TAREA ESCRITA 1:
Indique si cada una de las siguientes afirmaciones concuerda con el texto sobre el origen de la canción «Rosario». Responda sí o no y cite textualmente las palabras del texto que lo determinan. (a) Héctor Cabrera visitaba la quinta Misia Chucha como novio de Rosario. (b) Cuando frecuentaba la casa, Torrealba estaba separado de su esposa. (c) Rosario tenía 17 años.
TAREA ESCRITA 2:
Prosiga el texto sobre el origen de la canción «Rosario» a partir de su última oración.

Cuando se llega al final de la avenida Los Jabillos, en la barriada de El Cementerio, de Caracas, entre la 6ta y la 7ma transversal, hay una quintica, de nombre Misia Chucha, donde se estuvo incubando, a fuego lento, un amor platónico entre una tierna muchacha y un famoso compositor de música criolla, pasión que dio lugar a una de las más hermosas y populares canciones venezolanas, “Rosario”. Ella era Rosario Trujillo, y él, Juan Vicente Torrealba. Las cosas empezaron así:

En enero de 1959 inició sus visitas frecuentes a la quinta Misia Chucha un cantante que estaba muy de moda, joven, apuesto, de nombre Héctor Cabrera. Iba a visitar en plan de novio a Anita, la hermana de Rosario, según las recatadas costumbres que todavía prevalecían a mediados del siglo XX. Un día, Héctor Cabrera llegó en compañía de su amigo Juan Vicente Torrealba, ya célebre por los pasajes, valses, joropos y demás aires llaneros, casi todos de su propia cosecha, que interpretaba con su conjunto Los Torrealberos, de muy amplia sintonía.

De inmediato, Torrealba quedó atrapado por la belleza espontánea, angelical, de Rosario, y se convirtió en asiduo visitante de la casa. Tanto el cantante como el compositor no perdían ocasión de acercarse al hogar de Los Jabillos, y montar allí tertulias inacabables, casi siempre matizadas con canciones improvisadas, una guitarra, un cuatro, un disco. El atractivo de Rosario le era magnificado a Torrealba por la nostalgia que brotaba de su corazón solitario, golpeado por la separación de su esposa Carmen León. Aguijoneado por el sinsabor de la soledad, Juan Vicente empezó a enhebrar un asedio prudente, suave, alrededor de la chica, no sin asordinar con esfuerzo las llamaradas que brotaban de su pecho ansioso. No calibraba, no notaba en toda su extensión un obstáculo que, aunque evidente para ella, no lo era para su ceremonia galante. Él tenía 42 años, y 17, ella.

[Registros extraídos de una colección]
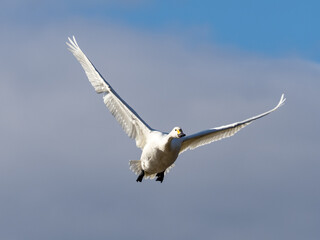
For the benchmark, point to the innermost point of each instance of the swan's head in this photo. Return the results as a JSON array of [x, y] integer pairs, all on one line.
[[177, 132]]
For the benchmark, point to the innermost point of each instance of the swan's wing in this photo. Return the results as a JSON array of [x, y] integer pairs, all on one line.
[[214, 134], [129, 120]]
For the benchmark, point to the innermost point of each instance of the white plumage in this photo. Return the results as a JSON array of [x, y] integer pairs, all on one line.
[[159, 149]]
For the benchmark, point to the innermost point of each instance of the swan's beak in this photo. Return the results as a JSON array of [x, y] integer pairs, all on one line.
[[180, 134]]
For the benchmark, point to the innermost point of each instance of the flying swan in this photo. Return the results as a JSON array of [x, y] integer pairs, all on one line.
[[159, 149]]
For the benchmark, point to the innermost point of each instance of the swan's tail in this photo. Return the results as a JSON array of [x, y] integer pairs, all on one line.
[[135, 166]]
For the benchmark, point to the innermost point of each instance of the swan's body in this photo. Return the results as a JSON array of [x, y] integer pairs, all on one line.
[[159, 150]]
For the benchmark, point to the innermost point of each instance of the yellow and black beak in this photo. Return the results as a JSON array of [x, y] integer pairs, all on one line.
[[180, 133]]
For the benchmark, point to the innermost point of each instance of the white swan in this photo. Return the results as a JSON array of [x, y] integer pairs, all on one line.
[[159, 149]]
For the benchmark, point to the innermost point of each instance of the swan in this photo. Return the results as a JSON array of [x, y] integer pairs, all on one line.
[[159, 149]]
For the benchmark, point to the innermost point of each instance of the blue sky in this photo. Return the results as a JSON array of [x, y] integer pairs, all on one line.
[[195, 64], [274, 28]]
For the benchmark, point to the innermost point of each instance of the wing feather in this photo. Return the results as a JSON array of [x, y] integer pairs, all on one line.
[[214, 134], [129, 120]]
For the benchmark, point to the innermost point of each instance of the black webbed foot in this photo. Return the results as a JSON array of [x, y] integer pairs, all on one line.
[[160, 177], [140, 177]]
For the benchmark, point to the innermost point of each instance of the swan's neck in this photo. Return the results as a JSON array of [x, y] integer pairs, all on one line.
[[168, 143]]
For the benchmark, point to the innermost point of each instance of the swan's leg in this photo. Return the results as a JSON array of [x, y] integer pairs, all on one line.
[[140, 177], [160, 176]]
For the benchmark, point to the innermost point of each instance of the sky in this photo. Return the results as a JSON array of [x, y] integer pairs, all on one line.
[[195, 64]]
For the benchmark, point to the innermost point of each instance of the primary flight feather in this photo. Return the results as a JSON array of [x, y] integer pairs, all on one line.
[[159, 149]]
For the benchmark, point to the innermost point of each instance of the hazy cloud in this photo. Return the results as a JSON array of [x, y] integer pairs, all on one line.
[[64, 159]]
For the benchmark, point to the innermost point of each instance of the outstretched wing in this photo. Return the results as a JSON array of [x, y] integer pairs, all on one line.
[[214, 134], [129, 120]]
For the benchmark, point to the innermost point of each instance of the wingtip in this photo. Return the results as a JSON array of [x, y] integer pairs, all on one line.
[[282, 100]]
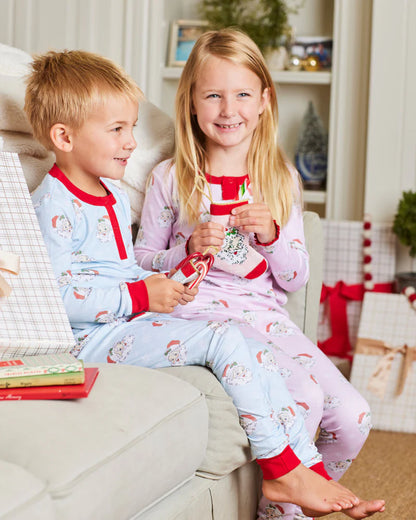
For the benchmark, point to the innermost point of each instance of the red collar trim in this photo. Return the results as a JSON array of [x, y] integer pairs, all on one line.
[[107, 200]]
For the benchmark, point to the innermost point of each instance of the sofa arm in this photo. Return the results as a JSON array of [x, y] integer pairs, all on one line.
[[303, 305]]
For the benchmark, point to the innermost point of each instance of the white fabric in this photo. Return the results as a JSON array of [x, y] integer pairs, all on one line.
[[154, 132]]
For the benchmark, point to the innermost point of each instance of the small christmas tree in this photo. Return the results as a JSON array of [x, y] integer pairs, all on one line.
[[311, 155]]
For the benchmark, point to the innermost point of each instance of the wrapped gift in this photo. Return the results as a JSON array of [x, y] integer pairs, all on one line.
[[384, 366], [359, 256], [32, 315]]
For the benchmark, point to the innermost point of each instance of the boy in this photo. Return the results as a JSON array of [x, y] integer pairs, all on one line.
[[84, 108]]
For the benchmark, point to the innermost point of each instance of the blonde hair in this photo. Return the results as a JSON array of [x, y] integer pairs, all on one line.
[[64, 87], [269, 174]]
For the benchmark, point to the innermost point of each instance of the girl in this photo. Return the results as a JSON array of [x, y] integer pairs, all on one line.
[[229, 189]]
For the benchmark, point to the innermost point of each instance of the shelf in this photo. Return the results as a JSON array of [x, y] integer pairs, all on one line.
[[301, 76], [314, 197], [280, 76]]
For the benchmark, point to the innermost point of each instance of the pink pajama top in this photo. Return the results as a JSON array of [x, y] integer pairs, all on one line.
[[161, 245]]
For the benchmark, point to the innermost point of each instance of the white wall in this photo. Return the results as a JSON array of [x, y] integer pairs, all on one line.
[[117, 29], [391, 143]]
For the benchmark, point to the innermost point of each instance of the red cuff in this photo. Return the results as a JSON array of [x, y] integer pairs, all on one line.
[[139, 296], [277, 466], [277, 228], [320, 469]]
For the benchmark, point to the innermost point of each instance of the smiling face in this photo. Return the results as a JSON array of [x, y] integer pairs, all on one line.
[[102, 145], [227, 101]]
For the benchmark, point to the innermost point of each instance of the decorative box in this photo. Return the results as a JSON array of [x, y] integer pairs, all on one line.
[[345, 270], [32, 315], [384, 366]]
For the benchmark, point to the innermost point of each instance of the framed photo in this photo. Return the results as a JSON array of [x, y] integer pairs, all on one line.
[[318, 46], [183, 35]]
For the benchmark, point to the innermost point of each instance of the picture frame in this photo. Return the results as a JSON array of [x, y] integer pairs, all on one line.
[[183, 35], [318, 46]]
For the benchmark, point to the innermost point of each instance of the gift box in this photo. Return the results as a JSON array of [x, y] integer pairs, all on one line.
[[32, 315], [358, 256], [384, 366]]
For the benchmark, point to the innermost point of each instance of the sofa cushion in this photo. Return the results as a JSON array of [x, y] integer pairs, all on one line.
[[228, 446], [139, 435], [22, 495]]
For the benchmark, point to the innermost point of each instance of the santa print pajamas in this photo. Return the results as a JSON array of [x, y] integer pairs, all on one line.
[[322, 394], [89, 242]]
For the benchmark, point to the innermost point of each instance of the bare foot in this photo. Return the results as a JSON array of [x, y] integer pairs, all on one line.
[[363, 509], [310, 491]]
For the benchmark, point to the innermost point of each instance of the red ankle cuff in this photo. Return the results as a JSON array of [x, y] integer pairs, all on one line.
[[279, 465], [320, 469]]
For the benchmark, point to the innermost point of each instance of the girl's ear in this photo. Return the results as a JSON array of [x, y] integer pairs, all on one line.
[[265, 100], [61, 137]]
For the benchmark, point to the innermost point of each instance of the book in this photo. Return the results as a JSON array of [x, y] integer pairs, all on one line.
[[52, 392], [40, 365], [61, 378]]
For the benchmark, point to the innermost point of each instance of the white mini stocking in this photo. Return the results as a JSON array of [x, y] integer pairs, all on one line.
[[236, 255]]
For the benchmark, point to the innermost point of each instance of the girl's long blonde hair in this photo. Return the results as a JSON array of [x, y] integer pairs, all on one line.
[[270, 178]]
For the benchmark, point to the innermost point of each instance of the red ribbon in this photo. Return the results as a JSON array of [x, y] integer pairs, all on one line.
[[339, 343]]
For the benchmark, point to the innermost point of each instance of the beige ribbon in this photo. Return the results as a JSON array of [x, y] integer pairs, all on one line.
[[11, 263], [377, 383]]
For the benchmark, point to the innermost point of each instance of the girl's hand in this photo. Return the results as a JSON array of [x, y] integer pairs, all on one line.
[[164, 294], [254, 218], [205, 235]]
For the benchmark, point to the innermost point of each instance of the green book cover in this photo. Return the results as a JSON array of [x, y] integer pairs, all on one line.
[[62, 378], [47, 364]]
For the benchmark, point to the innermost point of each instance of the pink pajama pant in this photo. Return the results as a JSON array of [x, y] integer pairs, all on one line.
[[326, 399]]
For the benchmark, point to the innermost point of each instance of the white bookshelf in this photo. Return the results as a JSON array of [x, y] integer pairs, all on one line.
[[135, 33], [343, 196]]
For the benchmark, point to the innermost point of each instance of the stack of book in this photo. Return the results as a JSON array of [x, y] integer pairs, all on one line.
[[49, 376]]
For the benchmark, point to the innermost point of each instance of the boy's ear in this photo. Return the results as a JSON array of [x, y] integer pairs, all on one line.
[[61, 137]]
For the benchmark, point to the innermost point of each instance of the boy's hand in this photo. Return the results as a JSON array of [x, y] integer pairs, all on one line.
[[188, 295], [254, 218], [164, 294], [205, 235]]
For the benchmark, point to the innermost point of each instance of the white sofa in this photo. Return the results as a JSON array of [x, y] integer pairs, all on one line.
[[146, 444]]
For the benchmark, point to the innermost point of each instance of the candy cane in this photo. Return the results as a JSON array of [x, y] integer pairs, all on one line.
[[410, 294], [367, 258]]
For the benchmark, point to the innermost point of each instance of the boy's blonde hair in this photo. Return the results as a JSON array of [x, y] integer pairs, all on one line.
[[64, 87], [270, 177]]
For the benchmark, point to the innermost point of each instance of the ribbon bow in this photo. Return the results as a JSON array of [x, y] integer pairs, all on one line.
[[11, 263], [377, 383], [338, 344]]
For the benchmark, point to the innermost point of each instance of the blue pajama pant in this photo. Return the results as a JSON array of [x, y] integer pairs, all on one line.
[[266, 409]]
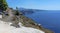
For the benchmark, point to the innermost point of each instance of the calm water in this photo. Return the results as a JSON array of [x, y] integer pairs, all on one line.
[[48, 19]]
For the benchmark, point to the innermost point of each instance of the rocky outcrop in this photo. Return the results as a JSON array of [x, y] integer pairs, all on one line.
[[27, 22]]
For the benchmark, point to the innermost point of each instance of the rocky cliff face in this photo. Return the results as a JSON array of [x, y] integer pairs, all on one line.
[[26, 22]]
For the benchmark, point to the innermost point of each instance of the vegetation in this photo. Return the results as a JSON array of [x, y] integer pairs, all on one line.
[[3, 5]]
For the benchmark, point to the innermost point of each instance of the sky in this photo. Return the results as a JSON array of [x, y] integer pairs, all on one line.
[[35, 4]]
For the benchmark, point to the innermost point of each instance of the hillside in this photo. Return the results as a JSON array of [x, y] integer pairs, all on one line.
[[21, 22]]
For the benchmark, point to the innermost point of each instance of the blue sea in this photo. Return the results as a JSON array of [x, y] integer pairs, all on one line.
[[48, 19]]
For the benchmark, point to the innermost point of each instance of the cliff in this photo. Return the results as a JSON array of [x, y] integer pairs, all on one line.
[[10, 16]]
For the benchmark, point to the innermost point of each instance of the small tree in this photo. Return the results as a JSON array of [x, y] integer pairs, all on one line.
[[3, 5]]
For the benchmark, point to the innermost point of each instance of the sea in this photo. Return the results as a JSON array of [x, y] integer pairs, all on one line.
[[48, 19]]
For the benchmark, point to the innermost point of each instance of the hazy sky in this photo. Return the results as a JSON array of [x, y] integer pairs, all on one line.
[[35, 4]]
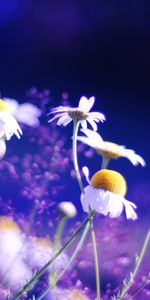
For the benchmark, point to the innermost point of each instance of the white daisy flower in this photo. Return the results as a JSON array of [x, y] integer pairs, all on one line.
[[105, 194], [66, 114], [67, 209], [2, 147], [25, 113], [109, 150], [8, 124]]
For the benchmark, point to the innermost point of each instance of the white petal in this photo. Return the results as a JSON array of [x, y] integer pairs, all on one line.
[[60, 109], [85, 171], [98, 116], [90, 103], [85, 198], [57, 116], [115, 205], [67, 121], [92, 123], [83, 104], [86, 141], [63, 120], [93, 136], [101, 201], [9, 125], [2, 148], [84, 124], [130, 213], [13, 105]]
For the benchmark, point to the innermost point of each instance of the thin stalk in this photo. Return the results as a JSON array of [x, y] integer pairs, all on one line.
[[138, 263], [97, 272], [141, 287], [35, 277], [75, 159], [56, 247], [84, 234]]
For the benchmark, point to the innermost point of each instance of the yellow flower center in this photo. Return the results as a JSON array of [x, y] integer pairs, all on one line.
[[7, 224], [109, 180], [3, 106], [111, 150]]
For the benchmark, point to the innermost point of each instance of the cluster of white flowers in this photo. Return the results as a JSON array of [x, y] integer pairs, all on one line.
[[101, 195], [21, 256], [11, 112]]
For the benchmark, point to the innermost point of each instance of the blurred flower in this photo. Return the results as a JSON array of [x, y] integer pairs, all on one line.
[[105, 194], [18, 275], [25, 113], [66, 114], [8, 124], [11, 244], [67, 209], [2, 148], [108, 149], [67, 294]]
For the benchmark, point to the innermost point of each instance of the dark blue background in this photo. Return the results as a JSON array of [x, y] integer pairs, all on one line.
[[93, 48]]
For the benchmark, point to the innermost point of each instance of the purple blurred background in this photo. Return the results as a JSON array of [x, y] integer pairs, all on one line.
[[85, 48]]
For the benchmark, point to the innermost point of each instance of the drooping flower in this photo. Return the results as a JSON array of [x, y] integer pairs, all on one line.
[[26, 113], [40, 251], [8, 124], [109, 150], [66, 114], [105, 194], [67, 209]]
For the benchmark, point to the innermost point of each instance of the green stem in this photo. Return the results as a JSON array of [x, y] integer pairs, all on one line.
[[56, 247], [44, 268], [97, 273], [75, 160], [85, 232], [105, 162], [138, 263], [59, 233], [141, 287]]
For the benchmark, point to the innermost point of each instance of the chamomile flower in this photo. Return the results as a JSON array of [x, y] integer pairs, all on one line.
[[66, 114], [8, 124], [2, 147], [105, 194], [26, 113], [109, 150]]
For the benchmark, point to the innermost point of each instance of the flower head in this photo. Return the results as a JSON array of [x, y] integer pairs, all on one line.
[[66, 114], [108, 149], [8, 124], [26, 113], [105, 194], [67, 209]]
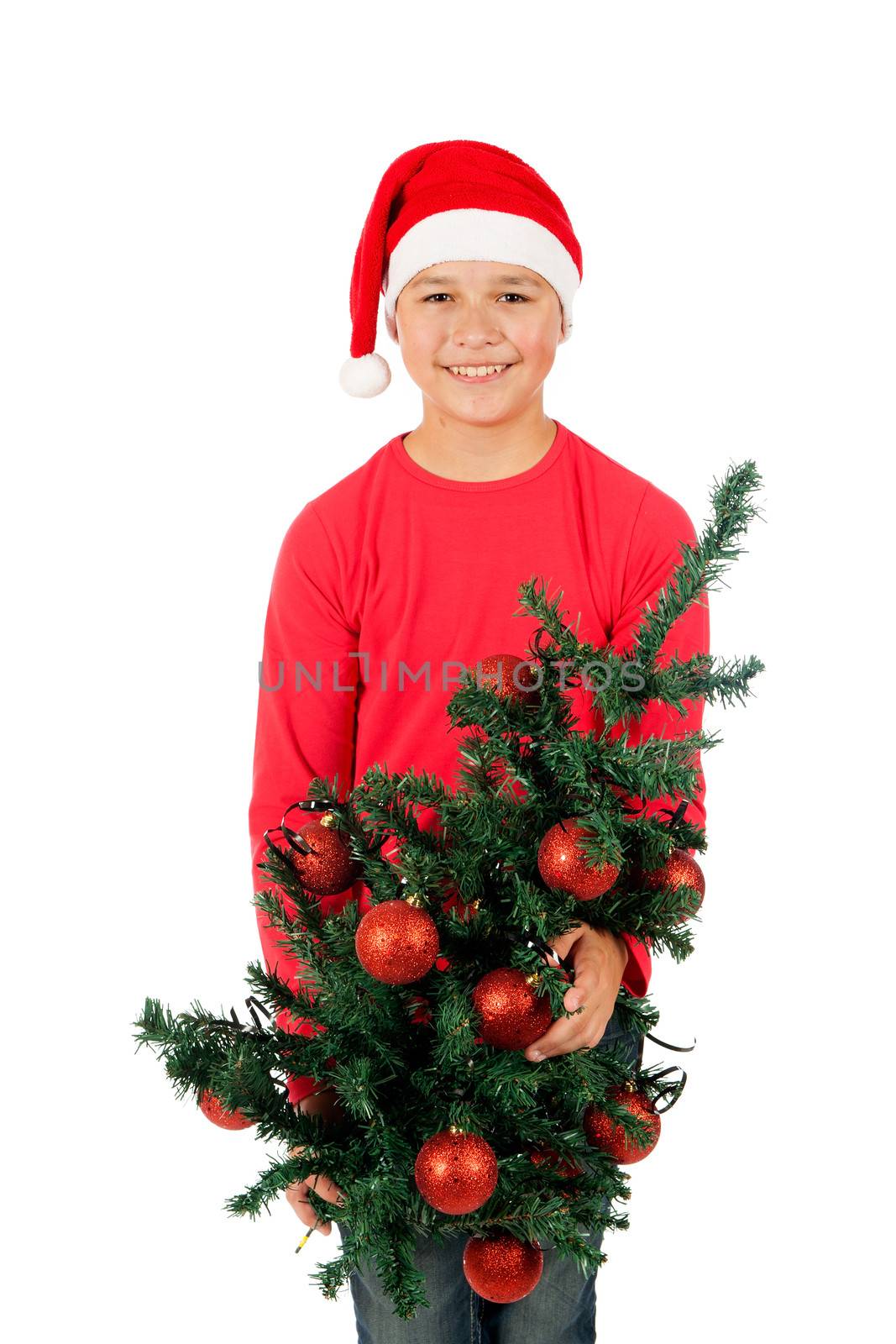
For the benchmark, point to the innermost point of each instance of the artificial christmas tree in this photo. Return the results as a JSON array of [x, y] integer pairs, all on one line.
[[426, 991]]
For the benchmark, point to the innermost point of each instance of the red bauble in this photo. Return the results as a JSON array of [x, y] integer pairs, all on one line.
[[217, 1113], [511, 1012], [500, 1268], [680, 870], [564, 867], [609, 1136], [328, 866], [396, 942], [511, 676], [456, 1173]]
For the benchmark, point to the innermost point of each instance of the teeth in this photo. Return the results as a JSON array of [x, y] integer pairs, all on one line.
[[476, 370]]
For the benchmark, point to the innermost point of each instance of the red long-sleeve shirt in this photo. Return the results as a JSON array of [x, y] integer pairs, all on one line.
[[394, 581]]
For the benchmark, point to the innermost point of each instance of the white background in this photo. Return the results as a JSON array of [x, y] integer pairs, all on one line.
[[184, 188]]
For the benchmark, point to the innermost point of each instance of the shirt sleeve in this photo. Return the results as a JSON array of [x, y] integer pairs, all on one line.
[[653, 554], [305, 726]]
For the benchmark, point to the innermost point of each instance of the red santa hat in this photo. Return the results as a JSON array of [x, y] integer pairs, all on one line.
[[452, 201]]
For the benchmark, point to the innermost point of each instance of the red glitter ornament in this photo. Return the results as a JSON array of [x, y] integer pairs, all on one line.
[[511, 676], [396, 942], [680, 870], [564, 866], [456, 1173], [318, 851], [511, 1012], [500, 1268], [215, 1110], [609, 1136]]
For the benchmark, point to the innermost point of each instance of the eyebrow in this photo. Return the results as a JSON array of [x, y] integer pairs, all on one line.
[[452, 280]]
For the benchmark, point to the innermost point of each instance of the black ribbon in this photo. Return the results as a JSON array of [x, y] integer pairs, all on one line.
[[293, 839], [681, 1050], [671, 1089], [251, 1003]]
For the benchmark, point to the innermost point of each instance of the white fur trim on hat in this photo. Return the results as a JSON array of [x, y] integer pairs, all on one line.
[[481, 235], [364, 376]]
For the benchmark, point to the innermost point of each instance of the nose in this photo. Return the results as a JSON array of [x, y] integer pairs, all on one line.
[[474, 329]]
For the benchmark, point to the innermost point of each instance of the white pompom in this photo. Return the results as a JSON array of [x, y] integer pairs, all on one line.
[[364, 376]]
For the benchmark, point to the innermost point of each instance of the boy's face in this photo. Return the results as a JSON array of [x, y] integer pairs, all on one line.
[[477, 315]]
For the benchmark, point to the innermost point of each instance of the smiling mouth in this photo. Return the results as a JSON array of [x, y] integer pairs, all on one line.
[[476, 373]]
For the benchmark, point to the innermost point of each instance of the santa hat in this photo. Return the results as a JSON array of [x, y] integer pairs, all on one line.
[[452, 201]]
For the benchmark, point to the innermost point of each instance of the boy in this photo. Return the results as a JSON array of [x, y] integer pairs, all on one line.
[[406, 571]]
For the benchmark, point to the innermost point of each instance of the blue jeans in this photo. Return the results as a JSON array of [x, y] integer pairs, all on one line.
[[562, 1307]]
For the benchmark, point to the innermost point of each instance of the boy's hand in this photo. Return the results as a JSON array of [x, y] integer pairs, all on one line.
[[317, 1104], [600, 958]]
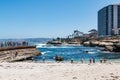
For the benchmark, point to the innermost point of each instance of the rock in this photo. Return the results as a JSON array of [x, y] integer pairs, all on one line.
[[109, 48], [18, 53]]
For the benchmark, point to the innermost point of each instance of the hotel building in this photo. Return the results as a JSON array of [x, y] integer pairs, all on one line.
[[109, 20]]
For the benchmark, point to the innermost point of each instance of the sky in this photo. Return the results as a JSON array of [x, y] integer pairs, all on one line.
[[48, 18]]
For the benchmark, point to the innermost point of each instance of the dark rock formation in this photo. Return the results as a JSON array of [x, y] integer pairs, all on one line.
[[18, 53]]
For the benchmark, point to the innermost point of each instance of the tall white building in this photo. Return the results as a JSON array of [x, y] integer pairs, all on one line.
[[109, 20]]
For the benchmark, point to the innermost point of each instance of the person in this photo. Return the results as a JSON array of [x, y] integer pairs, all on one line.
[[100, 60], [105, 60], [43, 59], [81, 60], [71, 60], [90, 60], [93, 60]]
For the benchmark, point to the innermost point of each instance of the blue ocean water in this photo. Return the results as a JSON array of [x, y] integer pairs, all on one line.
[[74, 52]]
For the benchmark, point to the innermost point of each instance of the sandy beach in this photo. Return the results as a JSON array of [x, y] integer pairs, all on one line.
[[59, 71]]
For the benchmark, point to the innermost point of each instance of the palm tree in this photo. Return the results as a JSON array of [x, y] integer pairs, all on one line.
[[77, 33], [93, 33]]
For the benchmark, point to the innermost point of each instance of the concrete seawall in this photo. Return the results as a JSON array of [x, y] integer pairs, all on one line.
[[18, 53]]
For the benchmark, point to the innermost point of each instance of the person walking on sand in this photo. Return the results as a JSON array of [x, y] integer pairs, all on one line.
[[43, 59], [90, 60], [71, 60], [81, 60], [93, 60]]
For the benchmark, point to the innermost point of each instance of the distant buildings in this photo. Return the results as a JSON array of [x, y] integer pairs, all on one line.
[[109, 20]]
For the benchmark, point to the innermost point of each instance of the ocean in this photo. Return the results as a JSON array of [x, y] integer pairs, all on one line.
[[69, 52]]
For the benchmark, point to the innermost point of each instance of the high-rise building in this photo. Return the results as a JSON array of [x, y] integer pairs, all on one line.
[[109, 20]]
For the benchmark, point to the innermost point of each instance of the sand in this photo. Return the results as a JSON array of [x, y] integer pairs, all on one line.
[[59, 71]]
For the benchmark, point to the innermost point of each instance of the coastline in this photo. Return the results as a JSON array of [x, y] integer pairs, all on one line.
[[59, 71]]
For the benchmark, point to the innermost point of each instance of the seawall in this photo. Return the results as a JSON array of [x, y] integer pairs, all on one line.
[[19, 53]]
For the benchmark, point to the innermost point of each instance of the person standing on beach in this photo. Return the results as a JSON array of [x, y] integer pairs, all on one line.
[[43, 59], [81, 60], [90, 60], [71, 60], [93, 60]]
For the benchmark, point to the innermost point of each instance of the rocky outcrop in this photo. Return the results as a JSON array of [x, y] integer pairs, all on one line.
[[109, 46], [18, 53]]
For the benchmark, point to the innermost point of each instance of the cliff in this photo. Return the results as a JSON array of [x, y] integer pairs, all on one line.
[[18, 53]]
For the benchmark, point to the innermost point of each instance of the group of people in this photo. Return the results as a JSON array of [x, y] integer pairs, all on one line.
[[13, 43], [91, 60]]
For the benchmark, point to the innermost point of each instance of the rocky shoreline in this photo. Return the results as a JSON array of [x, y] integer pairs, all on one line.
[[107, 45]]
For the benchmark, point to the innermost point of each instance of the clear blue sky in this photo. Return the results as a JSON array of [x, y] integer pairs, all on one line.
[[48, 18]]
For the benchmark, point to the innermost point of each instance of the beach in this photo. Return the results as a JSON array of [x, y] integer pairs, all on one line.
[[59, 71]]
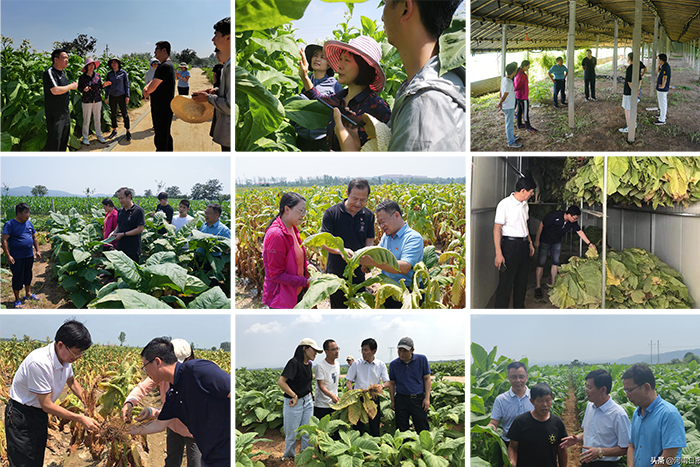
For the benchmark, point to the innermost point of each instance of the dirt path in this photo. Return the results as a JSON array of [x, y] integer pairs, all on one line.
[[186, 136]]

RESULTADO 1:
(a) No: «Iba a visitar en plan de novio a Anita, la hermana de Rosario».
(b) Sí: «golpeado por la separación de su esposa Carmen León».
(c) Sí: «Él tenía 42 años, y 17, ella».

RESULTADO 2:
Una noche, las dos parejas Héctor y Anita, y Juan Vicente y Rosario salieron a pasear por el Paseo de Los Próceres, junto con dos primas de ellas. Era una noche tibia, con los monumentos de los héroes y las copas de los árboles iluminados por la luz de la luna llena. Rosario y Juan Vicente se sentaron en un banco y quedaron en silencio. Ella alzó la vista al cielo y exclamó:

―¡Qué luna más hermosa!

Y él, acercándose a ella, y ya en el paroxismo de una ilusión, le respondió:

―De este momento tan grato, Rosario, debe salir una canción. Será un emblema de mis sentimientos, y recorrerá el mundo.

Rosario no supo qué responder.

Él no portó por la casa durante dos días, y al tercero se presentó con una hoja de partitura:

―Aquí está, Rosario, es para ti:

Pasaste ayer como brisa fugaz

Y me quedé con tu dulce mirar

Después te vi una clara noche

Cerca de mí, como llama de amor,

De amor…

Rosario, toda la luz del mundo

Parece que se fundiera en ti

Te vi pasar como rumor viajero

Y quise hablar para decir te quiero

Rosario, eres rayo de luna

Que pasa queriendo florecer

Rosario, provoca, mi vida, besar tu boca.

Como correspondía, tocó a Héctor Cabrera ser el cantante de aquel pasaje, templado al rojo dulce. Al instante, toda Venezuela cantaba “Rosario”. Y empezó a darle la vuelta al mundo, al igual que otras canciones venezolanas, entre las cuales figuran “Moliendo café”, “Ansiedad” y “Caballo viejo”, esta última inspirada por motivaciones un tanto parecidas a las de “Rosario”.

A fin de cuentas, la relación entre Rosario Trujillo y Juan Vicente Torrealba no traspasó los lindes del amor platónico. Ella lo admiraba muchísimo, y él la quería con la pasión de un trovador, pero sus vidas, como dice el bolero, fueron “vidas paralelas”.

Semanas después, el músico conoce a una extraordinaria mujer, Mirta Pantoja, y se rinde a sus pies. Le compone una canción:

Noche de amor

Con Mirta en la llanura…

Y pronto se casan. Creía él dejar atrás las andanzas suyas de picaflor, los hijos sembrados aquí y allá en amores fugaces.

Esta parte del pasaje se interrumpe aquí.